## RECORD EXTRACTS
'''

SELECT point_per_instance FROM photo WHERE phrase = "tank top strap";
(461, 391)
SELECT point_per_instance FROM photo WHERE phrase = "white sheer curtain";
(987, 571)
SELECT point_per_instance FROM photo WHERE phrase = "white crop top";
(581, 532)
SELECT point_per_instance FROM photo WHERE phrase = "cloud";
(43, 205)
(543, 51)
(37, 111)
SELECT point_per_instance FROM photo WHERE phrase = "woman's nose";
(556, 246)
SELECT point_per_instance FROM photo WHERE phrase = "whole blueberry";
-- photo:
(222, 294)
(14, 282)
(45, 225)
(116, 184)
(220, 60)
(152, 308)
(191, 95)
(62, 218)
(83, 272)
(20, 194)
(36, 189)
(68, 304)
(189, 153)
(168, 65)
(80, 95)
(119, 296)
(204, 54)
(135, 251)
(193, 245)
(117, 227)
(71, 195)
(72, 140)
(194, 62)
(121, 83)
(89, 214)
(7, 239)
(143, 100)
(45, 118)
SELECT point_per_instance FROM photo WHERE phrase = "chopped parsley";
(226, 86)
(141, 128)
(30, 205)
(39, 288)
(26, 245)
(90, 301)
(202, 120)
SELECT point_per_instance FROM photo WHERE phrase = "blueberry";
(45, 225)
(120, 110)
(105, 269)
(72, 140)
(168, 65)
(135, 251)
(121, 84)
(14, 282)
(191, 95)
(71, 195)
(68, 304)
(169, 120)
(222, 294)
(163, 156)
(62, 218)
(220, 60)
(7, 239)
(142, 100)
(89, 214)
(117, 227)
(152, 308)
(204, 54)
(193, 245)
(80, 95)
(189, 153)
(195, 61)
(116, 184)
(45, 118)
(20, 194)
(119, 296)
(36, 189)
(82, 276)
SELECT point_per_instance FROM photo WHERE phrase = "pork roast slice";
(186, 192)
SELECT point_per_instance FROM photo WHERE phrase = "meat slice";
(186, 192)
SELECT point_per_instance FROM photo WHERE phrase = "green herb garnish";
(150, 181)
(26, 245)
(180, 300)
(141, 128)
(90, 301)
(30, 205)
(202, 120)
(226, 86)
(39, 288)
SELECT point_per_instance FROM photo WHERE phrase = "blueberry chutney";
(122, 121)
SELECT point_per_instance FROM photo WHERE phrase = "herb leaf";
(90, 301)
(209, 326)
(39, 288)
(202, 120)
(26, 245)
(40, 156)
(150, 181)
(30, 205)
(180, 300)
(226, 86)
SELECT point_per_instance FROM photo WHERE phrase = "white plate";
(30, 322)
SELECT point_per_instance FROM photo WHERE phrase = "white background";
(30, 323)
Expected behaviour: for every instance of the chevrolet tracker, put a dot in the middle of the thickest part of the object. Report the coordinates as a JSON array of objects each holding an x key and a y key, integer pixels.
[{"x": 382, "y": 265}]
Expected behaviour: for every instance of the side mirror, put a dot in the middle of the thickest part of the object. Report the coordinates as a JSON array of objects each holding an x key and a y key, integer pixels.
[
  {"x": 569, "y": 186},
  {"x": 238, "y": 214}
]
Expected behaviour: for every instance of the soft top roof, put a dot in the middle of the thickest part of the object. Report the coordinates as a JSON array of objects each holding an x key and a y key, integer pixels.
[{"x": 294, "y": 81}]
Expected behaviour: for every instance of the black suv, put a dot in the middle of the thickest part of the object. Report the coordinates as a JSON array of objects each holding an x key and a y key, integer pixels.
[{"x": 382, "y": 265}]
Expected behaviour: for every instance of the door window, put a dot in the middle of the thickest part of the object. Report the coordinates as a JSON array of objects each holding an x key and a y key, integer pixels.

'''

## PROBLEM TO SOLVE
Convert the lines above into a JSON list of strings, one string per line, with blank lines omitted.

## REPLY TO THE TASK
[
  "SELECT point_per_instance FROM photo WHERE phrase = \"tank top strap\";",
  "(461, 391)",
  "SELECT point_per_instance FROM photo WHERE phrase = \"white sheer curtain\";",
  "(987, 571)",
  "SELECT point_per_instance FROM photo WHERE phrase = \"white crop top\";",
  "(581, 532)",
  "SELECT point_per_instance FROM photo WHERE phrase = \"cloud\";",
  "(43, 205)",
  "(543, 51)",
  "(37, 111)",
  "SELECT point_per_instance FROM photo WHERE phrase = \"woman's nose\";",
  "(556, 246)",
  "SELECT point_per_instance FROM photo WHERE phrase = \"whole blueberry\";",
  "-- photo:",
  "(222, 294)",
  "(14, 282)",
  "(45, 225)",
  "(116, 184)",
  "(220, 60)",
  "(152, 308)",
  "(191, 95)",
  "(62, 218)",
  "(83, 272)",
  "(20, 194)",
  "(36, 189)",
  "(68, 304)",
  "(189, 153)",
  "(168, 65)",
  "(80, 95)",
  "(119, 296)",
  "(204, 54)",
  "(135, 251)",
  "(193, 245)",
  "(117, 227)",
  "(71, 195)",
  "(72, 140)",
  "(194, 62)",
  "(121, 83)",
  "(89, 214)",
  "(7, 239)",
  "(143, 100)",
  "(45, 118)",
  "SELECT point_per_instance FROM photo WHERE phrase = \"chopped parsley\";",
  "(226, 86)",
  "(141, 128)",
  "(30, 205)",
  "(39, 288)",
  "(26, 245)",
  "(90, 301)",
  "(202, 120)",
  "SELECT point_per_instance FROM photo WHERE phrase = \"blueberry\";",
  "(45, 225)",
  "(120, 110)",
  "(105, 269)",
  "(72, 140)",
  "(168, 65)",
  "(135, 251)",
  "(121, 84)",
  "(14, 282)",
  "(191, 95)",
  "(71, 195)",
  "(68, 304)",
  "(169, 120)",
  "(222, 294)",
  "(163, 156)",
  "(62, 218)",
  "(220, 60)",
  "(7, 239)",
  "(142, 100)",
  "(89, 214)",
  "(117, 227)",
  "(152, 308)",
  "(204, 54)",
  "(193, 245)",
  "(80, 95)",
  "(189, 153)",
  "(195, 61)",
  "(116, 184)",
  "(45, 118)",
  "(20, 194)",
  "(119, 296)",
  "(36, 189)",
  "(82, 276)",
  "SELECT point_per_instance FROM photo WHERE phrase = \"pork roast slice\";",
  "(186, 192)",
  "SELECT point_per_instance FROM photo WHERE phrase = \"meat slice\";",
  "(186, 192)",
  "SELECT point_per_instance FROM photo WHERE phrase = \"green herb garnish\";",
  "(150, 181)",
  "(26, 245)",
  "(180, 300)",
  "(141, 128)",
  "(90, 301)",
  "(30, 205)",
  "(202, 120)",
  "(226, 86)",
  "(39, 288)",
  "SELECT point_per_instance FROM photo WHERE phrase = \"blueberry chutney\";",
  "(122, 121)",
  "SELECT point_per_instance FROM photo WHERE phrase = \"herb leaf\";",
  "(90, 301)",
  "(209, 326)",
  "(39, 288)",
  "(202, 120)",
  "(26, 245)",
  "(40, 156)",
  "(150, 181)",
  "(30, 205)",
  "(180, 300)",
  "(226, 86)",
  "SELECT point_per_instance FROM photo WHERE phrase = \"white plate\";",
  "(30, 322)",
  "SELECT point_per_instance FROM photo WHERE phrase = \"white background\";",
  "(30, 323)",
  "Expected behaviour: for every instance of the chevrolet tracker, put a dot in the middle of the thickest part of the object. Report the coordinates as a JSON array of objects each holding an x key and a y key, integer pixels.",
  "[{\"x\": 382, \"y\": 265}]",
  "Expected behaviour: for every instance of the side mirror, put a dot in the middle of the thickest part of the object. Report the coordinates as a JSON array of objects each holding an x key and a y key, integer pixels.",
  "[",
  "  {\"x\": 569, \"y\": 186},",
  "  {\"x\": 238, \"y\": 214}",
  "]",
  "Expected behaviour: for every instance of the soft top roof, put a dot in the middle of the thickest part of the object. Report the coordinates as a JSON array of objects each holding an x key and a y key, integer pixels.",
  "[{\"x\": 294, \"y\": 81}]",
  "Expected behaviour: for every instance of the black suv, put a dot in the middle of the thickest part of the object. Report the coordinates as a JSON array of objects each holding an x key and a y key, integer pixels.",
  "[{\"x\": 382, \"y\": 265}]",
  "Expected behaviour: for every instance of the door window, put a dot in the middle of the thickest part of the object. Report the coordinates as a JSON array of objects each holding an x key and a y key, integer pixels."
]